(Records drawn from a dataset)
....

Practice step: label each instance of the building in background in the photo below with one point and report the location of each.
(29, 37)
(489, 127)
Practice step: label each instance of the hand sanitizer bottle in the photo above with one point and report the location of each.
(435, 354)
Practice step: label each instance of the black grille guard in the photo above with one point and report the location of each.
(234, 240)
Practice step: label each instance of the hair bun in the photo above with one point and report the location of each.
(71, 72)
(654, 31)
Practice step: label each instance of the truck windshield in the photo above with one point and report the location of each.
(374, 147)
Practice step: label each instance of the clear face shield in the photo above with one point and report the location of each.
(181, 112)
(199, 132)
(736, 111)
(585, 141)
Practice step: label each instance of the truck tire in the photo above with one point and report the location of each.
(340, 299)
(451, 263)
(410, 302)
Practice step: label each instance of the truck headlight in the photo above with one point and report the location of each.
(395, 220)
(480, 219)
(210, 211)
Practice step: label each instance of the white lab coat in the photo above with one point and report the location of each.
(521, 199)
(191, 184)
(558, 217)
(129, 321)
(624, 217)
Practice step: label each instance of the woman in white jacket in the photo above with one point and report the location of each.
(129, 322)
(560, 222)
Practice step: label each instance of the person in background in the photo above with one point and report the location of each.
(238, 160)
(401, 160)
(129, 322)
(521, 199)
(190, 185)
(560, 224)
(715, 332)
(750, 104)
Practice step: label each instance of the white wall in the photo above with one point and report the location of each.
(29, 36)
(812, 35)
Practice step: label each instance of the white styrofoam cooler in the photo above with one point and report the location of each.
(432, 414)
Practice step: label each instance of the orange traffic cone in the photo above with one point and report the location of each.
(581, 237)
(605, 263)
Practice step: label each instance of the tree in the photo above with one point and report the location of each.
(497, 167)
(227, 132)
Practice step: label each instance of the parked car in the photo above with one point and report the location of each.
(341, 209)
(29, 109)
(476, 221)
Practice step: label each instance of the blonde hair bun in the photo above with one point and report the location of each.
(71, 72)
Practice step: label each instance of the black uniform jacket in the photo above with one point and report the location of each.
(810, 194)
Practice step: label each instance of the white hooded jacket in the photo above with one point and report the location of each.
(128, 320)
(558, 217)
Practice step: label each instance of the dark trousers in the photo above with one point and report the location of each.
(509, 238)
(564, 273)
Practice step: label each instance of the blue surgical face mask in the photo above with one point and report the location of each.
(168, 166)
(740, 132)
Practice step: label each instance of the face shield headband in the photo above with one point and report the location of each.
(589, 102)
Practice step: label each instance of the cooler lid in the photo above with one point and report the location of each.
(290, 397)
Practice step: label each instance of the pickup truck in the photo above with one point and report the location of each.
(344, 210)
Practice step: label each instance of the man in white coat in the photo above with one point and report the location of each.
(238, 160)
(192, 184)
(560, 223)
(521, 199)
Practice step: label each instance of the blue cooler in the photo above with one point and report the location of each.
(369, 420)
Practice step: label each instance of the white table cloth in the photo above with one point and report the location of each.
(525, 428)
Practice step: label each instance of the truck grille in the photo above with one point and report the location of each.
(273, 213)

....

How to complete this task:
Word for word, give back all the lines above.

Output for this exercise:
Practice step: label each instance of the building in background in the photo below with one point and report the location of each.
(29, 37)
(489, 127)
Practice step: label each instance of the hand sanitizer bottle in the photo above with one point and report the location of each.
(435, 354)
Practice step: label each instance of the black grille guard in the photo above with one point and report the location of each.
(234, 240)
Practice step: label each instance of the hair bun in the photo above with one point and report the location of each.
(71, 72)
(654, 31)
Practice step: label each instance of the truck windshield in the photo above with one point and report the location of each.
(374, 147)
Practice step: label each instance of the clear face shield in the photo above with one point and report the location of each.
(181, 112)
(199, 132)
(736, 111)
(585, 141)
Practice step: label each instance of the truck tire in the photo above with one point and report the location of each.
(340, 299)
(451, 263)
(410, 302)
Practice step: label each instance of the truck headlight in the photo above with one point and report the location of each.
(395, 220)
(480, 219)
(210, 211)
Practice step: label each instance of the white lab coat in the photo above with one point and report the location of each.
(521, 199)
(191, 184)
(558, 217)
(129, 321)
(624, 217)
Practice step: label each instance of the woman in white jacket in the photo above with one point and report the location of each.
(129, 322)
(560, 222)
Practice step: label each instance of the person in background in the photo above with one point and report the location of each.
(238, 160)
(401, 160)
(129, 322)
(521, 199)
(190, 185)
(560, 224)
(715, 332)
(750, 104)
Practice step: label each instance of the white wall in the photo above with one point and report the location of each.
(29, 36)
(812, 35)
Practice step: label each instance of the white styrofoam cooler in the photo above with one point and report the location of each.
(432, 414)
Practice step: label each instance of the orange traffic cone in the photo above with one point and report the location of each.
(581, 237)
(605, 263)
Practice step: label each instance of the tree in the photo above with one point and report the location of each.
(497, 167)
(227, 132)
Practice step: label each instance of the parked car in the photo above with one point and report the location of each.
(341, 209)
(29, 109)
(476, 221)
Practice step: label each instance of the blonde hair bun in the photo above with one point and report the location of each.
(71, 72)
Practice step: label each instance of the black uniform jacket in the photo above with one point and report the location of each.
(810, 194)
Practice step: label each instance of the white hooded jacket in the photo above with one point and report the location of each.
(128, 320)
(558, 217)
Practice step: label each instance of the dark trousers in the photo above with one point and report the location of each.
(509, 238)
(564, 273)
Practice step: label each instance of the blue surgical face mask in the photo above with one point and report the location of each.
(168, 166)
(740, 132)
Practice step: label each instance of the face shield headband in the photo above with one point and report the location of each.
(589, 102)
Practice step: label each instance of the cooler lid in the photo above with one point and report the location of each.
(290, 397)
Practice step: label each instance of the pickup truck in the photo above with one point and report the location of each.
(344, 210)
Practice step: label each instance of the man in white coat in the photo above with one point and report the location of each.
(238, 160)
(192, 184)
(560, 223)
(521, 199)
Practice step: label each instance of the blue cooler in the photo above with one point and report the location of each.
(369, 420)
Practice step: label each instance of the white table cloth in the photo above with one point and report the location of each.
(525, 428)
Practice step: label each instance of the truck grille in the photo above with one point and report the location of each.
(273, 213)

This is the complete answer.